[Some records]
—————

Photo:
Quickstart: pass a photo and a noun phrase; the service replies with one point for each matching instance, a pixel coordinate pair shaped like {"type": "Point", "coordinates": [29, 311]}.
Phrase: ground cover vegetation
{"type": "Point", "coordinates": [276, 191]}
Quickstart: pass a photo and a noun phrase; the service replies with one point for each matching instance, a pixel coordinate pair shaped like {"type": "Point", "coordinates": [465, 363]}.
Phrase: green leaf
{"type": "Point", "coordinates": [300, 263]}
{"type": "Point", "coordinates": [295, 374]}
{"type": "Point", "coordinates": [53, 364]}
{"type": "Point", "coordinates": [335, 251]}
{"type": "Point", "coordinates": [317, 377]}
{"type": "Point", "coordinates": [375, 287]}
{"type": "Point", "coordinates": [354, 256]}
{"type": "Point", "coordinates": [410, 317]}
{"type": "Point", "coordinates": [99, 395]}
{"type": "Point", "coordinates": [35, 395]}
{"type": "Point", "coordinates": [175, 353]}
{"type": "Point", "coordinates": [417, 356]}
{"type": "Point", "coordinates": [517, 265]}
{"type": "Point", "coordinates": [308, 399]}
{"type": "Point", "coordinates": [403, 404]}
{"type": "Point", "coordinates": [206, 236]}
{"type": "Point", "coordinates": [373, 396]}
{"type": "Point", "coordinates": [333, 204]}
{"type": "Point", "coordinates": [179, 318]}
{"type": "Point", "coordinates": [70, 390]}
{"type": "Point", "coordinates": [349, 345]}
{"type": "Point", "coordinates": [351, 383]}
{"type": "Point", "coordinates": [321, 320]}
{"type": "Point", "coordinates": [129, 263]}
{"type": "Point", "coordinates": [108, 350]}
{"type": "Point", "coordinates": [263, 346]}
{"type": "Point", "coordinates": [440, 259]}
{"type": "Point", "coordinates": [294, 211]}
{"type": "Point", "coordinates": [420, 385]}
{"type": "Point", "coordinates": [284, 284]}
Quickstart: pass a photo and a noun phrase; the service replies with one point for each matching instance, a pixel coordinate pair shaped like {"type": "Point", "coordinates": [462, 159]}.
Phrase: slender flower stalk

—————

Turn the records above into a Markdown table with the columns No. and Text. Put each line in its own row, numbered in order, and skip any blank lines.

| No. | Text |
|---|---|
| 1 | Photo: |
| 2 | Quickstart: pass a photo and a noun phrase; the service replies with one point for each matching instance, a pixel coordinate pair shaped like {"type": "Point", "coordinates": [29, 311]}. |
| 3 | Phrase: ground cover vegetation |
| 4 | {"type": "Point", "coordinates": [276, 191]} |
| 5 | Quickstart: pass a photo and a noun phrase; the service replies with one point for each matching instance, a pixel coordinate pair shaped like {"type": "Point", "coordinates": [465, 363]}. |
| 6 | Phrase: green leaf |
| 7 | {"type": "Point", "coordinates": [300, 263]} |
| 8 | {"type": "Point", "coordinates": [295, 374]} |
| 9 | {"type": "Point", "coordinates": [53, 364]} |
| 10 | {"type": "Point", "coordinates": [335, 251]} |
| 11 | {"type": "Point", "coordinates": [317, 377]} |
| 12 | {"type": "Point", "coordinates": [375, 287]} |
| 13 | {"type": "Point", "coordinates": [354, 256]} |
| 14 | {"type": "Point", "coordinates": [410, 317]} |
| 15 | {"type": "Point", "coordinates": [99, 395]} |
| 16 | {"type": "Point", "coordinates": [35, 395]} |
| 17 | {"type": "Point", "coordinates": [175, 353]} |
| 18 | {"type": "Point", "coordinates": [417, 356]} |
| 19 | {"type": "Point", "coordinates": [517, 265]} |
| 20 | {"type": "Point", "coordinates": [308, 399]} |
| 21 | {"type": "Point", "coordinates": [403, 404]} |
| 22 | {"type": "Point", "coordinates": [206, 236]} |
| 23 | {"type": "Point", "coordinates": [373, 396]} |
| 24 | {"type": "Point", "coordinates": [333, 204]} |
| 25 | {"type": "Point", "coordinates": [179, 318]} |
| 26 | {"type": "Point", "coordinates": [70, 390]} |
| 27 | {"type": "Point", "coordinates": [349, 345]} |
| 28 | {"type": "Point", "coordinates": [351, 383]} |
| 29 | {"type": "Point", "coordinates": [321, 320]} |
| 30 | {"type": "Point", "coordinates": [129, 263]} |
| 31 | {"type": "Point", "coordinates": [108, 350]} |
| 32 | {"type": "Point", "coordinates": [263, 346]} |
| 33 | {"type": "Point", "coordinates": [440, 259]} |
| 34 | {"type": "Point", "coordinates": [294, 211]} |
| 35 | {"type": "Point", "coordinates": [420, 385]} |
| 36 | {"type": "Point", "coordinates": [284, 284]} |
| 37 | Quickstart: pass a photo and a noun phrase; the service replies with one point for each matching instance, a pixel coordinate pair shaped like {"type": "Point", "coordinates": [462, 159]}. |
| 38 | Phrase: slender flower stalk |